**OBJECTIVE 1:** In the blog entries below, which county did the Anderson Hills tornado hit?
--- TEXT EXTRACT ---
21 May 2005

A Favour please?

I have been helping a graduate student from London this week. He is working on a Masters degree and is doing a thesis on severe weather hazards and how people prepare for the severe weather we have around here.
It would be very helpful if those of you here locally in the Huntsville area could fill out an on line questionaire for him. We do not need your address or even a name but a street or zip code is helpful.

QUESTIONAIRE


Many thanks in advance, doing this will save him a ton of time!

Dan S

20 May 2005

Final Thoughts on Climate Change

In my last few blogs I've tried to put forth some good information on climate change with some links to great sites on the web. If you read these I think you will have a pretty good understanding of where we are in climate research.

One more link that will require about 15-20 minutes to listen to. It is a 3 part report that National Public Radio did last year. One of the people interviewed is John Christy from right here in Huntsville. Dr. Christy is one of the lead authors on the latest IPCC assessment. He is well known for research that shows the overall warming of the atmosphere as a whole is much less than some other methods of shown.

While some other researchers have disagreed with portions of his findings, Dr. Christy makes a point that I think is very important. We need to be very careful that regulations to inhibit global warming do not harm the poor of the world.

It is perhaps easy to forget that we live in wealthy world. Most of the world's population is dreadfully poor.

Take a listen to the NPR report.

You might find it interesting to know how some of these climate models work.

We know fairly well what the climate has been like for the last several thousand years. So, if you want to make a prediction of future climate, You test it in the past.

Start it say 1,000 years ago and slowly add in carbon dioxide and other greenhouse gases , with a huge increase as we reach the industrial revolution. Does the model accurately predict the climate we experienced. If so, then it might do a good job forecasting the next 100 or 200 years.

There are now several models that do a good job. Recent models have tried to predict the warming seen in the last century and it's been found that the model will only project an accurate representation if increased CO2 levels are included. This is some powerful evidence of man's influence on the earth's climate.

We do know the earth is warming. The rate is debatable.
We do know that for much of earth history this planet has been much warmer than it is now.
We do know that the last 100,000 years have been much cooler.
We do know that the climate we have now will not last.

We do not know how fast the change will be. (Evidence exists for super fast and super slow change)
We do not know what earth processes may kick in to counter the warming from CO2
We do not know if the ice ages of the past 100,000 years are ending or if we are just in another short interglacial period.

Lots to think about,
When new climate news comes out I will link to it. Hopefully I've managed to make this subject a little less political and much more interesting!

Later,
Dan

19 May 2005

Ten and Twenty-Five

It was 10 years ago Wednesday that the Anderson Hills tornado hit Madison county. I can still recall vividly watching the radar and a live feed from one of our reporters in Athens as the storm approached. Suddenly, a large hook echo appeared on radar and at the same time I saw a curtain of rain wrap rapidly around the south side of the storm.

A tornado warning was already in effect but I knew then that we likely had a damaging tornado on the ground and that it would do a lot of damage. One of our reporters out in the field had asked me earlier that day what to do if, while covering a storm, a tornado developed.

I told him that he probably wouldn't see it. Most tornadoes in this part of the world are shrouded in rain. "I will yell at you to get in a ditch though if it looks real bad" I told him.
--- MATERIAL FOR THIS EXERCISE ---
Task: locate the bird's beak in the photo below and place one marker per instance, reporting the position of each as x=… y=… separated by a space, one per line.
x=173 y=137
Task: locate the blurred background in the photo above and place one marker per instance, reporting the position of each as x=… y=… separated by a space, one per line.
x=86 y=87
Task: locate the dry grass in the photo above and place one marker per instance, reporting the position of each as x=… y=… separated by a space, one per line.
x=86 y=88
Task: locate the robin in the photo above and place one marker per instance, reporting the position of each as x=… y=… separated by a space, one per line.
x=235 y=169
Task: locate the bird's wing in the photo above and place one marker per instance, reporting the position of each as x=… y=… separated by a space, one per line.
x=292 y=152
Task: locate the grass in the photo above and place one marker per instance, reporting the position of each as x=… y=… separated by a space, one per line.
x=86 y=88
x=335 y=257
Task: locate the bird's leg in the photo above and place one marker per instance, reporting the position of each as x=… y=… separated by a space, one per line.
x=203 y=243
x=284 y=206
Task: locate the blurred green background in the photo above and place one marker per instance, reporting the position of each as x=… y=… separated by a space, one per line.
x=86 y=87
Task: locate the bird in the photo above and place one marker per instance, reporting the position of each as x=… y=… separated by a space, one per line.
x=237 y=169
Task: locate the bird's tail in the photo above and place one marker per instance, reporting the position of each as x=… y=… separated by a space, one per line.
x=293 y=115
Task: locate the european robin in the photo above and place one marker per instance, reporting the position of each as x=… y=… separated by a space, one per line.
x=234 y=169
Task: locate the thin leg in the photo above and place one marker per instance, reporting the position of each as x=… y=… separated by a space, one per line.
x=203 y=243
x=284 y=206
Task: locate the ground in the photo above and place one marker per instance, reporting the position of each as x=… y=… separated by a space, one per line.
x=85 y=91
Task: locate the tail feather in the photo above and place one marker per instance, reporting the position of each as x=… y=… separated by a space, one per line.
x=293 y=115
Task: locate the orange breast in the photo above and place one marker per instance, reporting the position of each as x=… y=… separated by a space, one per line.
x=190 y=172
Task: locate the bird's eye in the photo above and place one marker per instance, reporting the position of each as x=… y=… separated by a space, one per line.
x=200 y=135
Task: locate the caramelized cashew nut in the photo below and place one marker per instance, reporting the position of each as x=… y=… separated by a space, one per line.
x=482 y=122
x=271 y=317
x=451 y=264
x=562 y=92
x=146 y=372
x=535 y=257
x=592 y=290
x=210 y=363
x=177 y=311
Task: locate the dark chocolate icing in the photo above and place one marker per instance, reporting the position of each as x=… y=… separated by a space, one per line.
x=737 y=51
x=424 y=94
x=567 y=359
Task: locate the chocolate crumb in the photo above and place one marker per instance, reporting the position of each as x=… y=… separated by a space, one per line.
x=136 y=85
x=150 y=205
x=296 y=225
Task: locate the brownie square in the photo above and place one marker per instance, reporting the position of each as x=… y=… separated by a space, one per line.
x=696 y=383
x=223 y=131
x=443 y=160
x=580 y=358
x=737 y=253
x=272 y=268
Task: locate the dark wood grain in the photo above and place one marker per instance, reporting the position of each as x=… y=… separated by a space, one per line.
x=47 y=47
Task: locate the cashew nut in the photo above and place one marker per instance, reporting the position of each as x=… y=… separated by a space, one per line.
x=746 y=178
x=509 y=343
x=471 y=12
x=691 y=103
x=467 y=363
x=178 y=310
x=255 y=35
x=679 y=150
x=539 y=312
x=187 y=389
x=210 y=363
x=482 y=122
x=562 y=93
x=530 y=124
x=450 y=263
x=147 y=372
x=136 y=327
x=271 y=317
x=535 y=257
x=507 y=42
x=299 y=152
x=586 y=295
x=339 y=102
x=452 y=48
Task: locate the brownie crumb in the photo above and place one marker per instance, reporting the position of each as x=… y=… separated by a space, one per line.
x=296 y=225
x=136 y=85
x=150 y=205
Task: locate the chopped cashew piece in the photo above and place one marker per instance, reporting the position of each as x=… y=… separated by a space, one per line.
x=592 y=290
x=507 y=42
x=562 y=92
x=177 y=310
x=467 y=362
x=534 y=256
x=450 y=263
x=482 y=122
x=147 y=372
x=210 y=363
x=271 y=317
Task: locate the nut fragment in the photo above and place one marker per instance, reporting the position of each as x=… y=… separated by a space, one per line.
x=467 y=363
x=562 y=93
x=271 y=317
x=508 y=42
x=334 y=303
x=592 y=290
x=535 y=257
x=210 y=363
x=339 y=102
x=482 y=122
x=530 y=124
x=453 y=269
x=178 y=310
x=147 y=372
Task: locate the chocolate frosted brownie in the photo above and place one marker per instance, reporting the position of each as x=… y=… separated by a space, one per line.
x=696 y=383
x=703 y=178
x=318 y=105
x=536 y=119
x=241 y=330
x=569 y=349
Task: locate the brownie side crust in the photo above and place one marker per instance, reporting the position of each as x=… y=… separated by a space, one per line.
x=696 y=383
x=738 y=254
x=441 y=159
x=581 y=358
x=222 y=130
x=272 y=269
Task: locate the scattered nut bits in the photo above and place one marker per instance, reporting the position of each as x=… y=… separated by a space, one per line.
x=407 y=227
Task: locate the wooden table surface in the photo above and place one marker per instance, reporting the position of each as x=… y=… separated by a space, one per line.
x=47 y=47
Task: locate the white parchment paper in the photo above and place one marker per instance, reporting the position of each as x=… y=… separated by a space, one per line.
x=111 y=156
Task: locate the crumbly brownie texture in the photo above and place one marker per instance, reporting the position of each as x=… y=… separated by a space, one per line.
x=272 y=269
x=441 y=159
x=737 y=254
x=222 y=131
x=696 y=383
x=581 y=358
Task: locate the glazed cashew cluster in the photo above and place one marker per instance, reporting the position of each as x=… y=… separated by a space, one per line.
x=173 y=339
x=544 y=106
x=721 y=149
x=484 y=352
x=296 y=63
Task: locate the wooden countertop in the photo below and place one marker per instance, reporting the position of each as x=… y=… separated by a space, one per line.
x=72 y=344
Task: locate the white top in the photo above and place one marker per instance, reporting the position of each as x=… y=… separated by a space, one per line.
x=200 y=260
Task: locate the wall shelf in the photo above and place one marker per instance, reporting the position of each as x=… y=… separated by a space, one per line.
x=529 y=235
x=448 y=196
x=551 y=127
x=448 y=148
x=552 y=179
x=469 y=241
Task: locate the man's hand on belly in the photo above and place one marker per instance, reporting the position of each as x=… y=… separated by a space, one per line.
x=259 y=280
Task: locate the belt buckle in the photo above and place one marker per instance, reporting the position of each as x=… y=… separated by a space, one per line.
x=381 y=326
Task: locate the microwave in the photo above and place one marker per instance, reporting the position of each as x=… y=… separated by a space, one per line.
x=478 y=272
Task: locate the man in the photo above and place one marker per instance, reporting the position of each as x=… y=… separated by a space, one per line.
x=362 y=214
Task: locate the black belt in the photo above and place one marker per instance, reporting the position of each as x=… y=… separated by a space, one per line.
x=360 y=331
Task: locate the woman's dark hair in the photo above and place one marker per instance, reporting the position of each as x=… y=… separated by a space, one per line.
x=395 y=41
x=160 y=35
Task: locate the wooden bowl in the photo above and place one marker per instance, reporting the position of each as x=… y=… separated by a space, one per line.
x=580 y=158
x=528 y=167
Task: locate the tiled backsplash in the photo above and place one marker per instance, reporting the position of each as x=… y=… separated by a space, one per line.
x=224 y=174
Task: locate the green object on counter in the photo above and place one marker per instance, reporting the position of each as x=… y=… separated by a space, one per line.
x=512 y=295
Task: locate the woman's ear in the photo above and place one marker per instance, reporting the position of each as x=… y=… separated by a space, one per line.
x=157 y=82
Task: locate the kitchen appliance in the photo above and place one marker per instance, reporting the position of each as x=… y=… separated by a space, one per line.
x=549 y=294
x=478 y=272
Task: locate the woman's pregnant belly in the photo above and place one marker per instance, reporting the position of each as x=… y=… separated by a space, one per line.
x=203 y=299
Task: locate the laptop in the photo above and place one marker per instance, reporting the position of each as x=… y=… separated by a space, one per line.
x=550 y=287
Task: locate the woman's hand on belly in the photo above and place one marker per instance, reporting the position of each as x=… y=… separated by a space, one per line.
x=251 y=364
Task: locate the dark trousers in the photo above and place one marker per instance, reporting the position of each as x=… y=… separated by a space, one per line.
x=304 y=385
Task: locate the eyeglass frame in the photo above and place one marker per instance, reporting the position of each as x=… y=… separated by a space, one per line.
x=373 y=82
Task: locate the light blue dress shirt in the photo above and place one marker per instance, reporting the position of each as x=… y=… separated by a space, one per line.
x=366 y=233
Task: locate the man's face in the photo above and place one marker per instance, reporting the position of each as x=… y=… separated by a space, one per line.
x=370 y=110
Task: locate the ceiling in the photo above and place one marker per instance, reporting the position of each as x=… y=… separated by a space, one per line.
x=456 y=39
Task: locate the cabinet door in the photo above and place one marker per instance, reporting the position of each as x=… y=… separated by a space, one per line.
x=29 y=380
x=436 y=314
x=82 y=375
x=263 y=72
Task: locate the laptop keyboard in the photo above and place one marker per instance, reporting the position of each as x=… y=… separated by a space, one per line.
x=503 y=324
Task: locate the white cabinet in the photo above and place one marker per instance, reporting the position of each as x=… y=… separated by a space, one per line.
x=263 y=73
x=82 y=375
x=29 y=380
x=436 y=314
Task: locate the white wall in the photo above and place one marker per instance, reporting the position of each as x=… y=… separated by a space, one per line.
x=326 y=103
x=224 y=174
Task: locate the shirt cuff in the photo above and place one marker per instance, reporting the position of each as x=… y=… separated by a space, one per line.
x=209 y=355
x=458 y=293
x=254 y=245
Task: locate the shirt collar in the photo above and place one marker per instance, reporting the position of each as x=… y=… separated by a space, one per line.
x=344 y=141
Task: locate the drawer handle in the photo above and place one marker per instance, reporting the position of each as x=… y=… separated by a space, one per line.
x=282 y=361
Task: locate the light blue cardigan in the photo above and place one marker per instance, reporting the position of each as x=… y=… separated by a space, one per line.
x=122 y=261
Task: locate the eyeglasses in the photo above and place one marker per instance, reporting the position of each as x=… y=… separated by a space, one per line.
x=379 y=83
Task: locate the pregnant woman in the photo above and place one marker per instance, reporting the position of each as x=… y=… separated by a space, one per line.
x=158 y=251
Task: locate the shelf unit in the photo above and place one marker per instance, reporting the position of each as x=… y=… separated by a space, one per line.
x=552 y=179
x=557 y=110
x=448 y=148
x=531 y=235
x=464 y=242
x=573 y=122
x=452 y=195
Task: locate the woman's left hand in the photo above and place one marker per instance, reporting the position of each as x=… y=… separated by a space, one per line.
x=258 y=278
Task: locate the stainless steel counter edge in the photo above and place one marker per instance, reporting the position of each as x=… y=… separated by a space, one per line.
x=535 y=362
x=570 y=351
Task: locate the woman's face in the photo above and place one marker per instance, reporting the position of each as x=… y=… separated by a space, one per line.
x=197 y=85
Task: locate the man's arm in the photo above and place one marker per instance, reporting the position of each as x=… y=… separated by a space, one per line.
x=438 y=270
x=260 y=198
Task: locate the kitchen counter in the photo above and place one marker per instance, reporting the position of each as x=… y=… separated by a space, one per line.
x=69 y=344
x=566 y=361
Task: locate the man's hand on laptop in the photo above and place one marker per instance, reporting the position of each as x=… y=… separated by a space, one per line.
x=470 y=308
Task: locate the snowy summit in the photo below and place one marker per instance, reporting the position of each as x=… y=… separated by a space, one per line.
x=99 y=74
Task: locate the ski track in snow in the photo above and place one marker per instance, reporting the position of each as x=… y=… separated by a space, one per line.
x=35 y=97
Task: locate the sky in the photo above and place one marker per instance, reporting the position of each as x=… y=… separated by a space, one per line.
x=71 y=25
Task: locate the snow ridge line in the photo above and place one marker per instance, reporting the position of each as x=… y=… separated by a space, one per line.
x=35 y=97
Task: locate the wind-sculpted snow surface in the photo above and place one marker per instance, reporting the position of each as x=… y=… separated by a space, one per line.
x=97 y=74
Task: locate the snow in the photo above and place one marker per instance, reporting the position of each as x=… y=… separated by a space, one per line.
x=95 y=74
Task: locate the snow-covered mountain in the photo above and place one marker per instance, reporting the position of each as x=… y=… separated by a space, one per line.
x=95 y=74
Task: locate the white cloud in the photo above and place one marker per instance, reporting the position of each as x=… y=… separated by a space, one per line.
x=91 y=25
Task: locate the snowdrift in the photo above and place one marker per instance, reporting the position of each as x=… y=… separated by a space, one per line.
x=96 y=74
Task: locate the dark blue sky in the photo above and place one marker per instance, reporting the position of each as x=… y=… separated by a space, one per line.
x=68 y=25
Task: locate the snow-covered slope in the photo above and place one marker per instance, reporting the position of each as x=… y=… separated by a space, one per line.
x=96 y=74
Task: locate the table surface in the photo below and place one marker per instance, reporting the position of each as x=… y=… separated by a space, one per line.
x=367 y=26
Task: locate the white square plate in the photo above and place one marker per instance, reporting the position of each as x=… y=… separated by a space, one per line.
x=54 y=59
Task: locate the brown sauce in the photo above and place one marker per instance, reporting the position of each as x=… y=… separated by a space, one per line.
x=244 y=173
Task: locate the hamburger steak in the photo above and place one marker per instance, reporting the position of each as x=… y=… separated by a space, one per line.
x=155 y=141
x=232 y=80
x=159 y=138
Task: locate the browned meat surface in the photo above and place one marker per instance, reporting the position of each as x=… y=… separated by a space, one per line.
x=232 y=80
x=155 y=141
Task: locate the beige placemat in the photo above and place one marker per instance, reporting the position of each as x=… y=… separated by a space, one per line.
---
**OBJECTIVE 2:** List each line of the records above that contains the word "background", matching case exactly.

**WORKED ANSWER 1:** Madison County

**WORKED ANSWER 2:**
Task: locate the blurred background in the photo above and place one marker per instance, reporting the position of each as x=… y=… separated by a space, one per line.
Task: locate the blurred green background in the photo above and place one marker per instance, reporting the position of each as x=… y=… separated by a space, one per line.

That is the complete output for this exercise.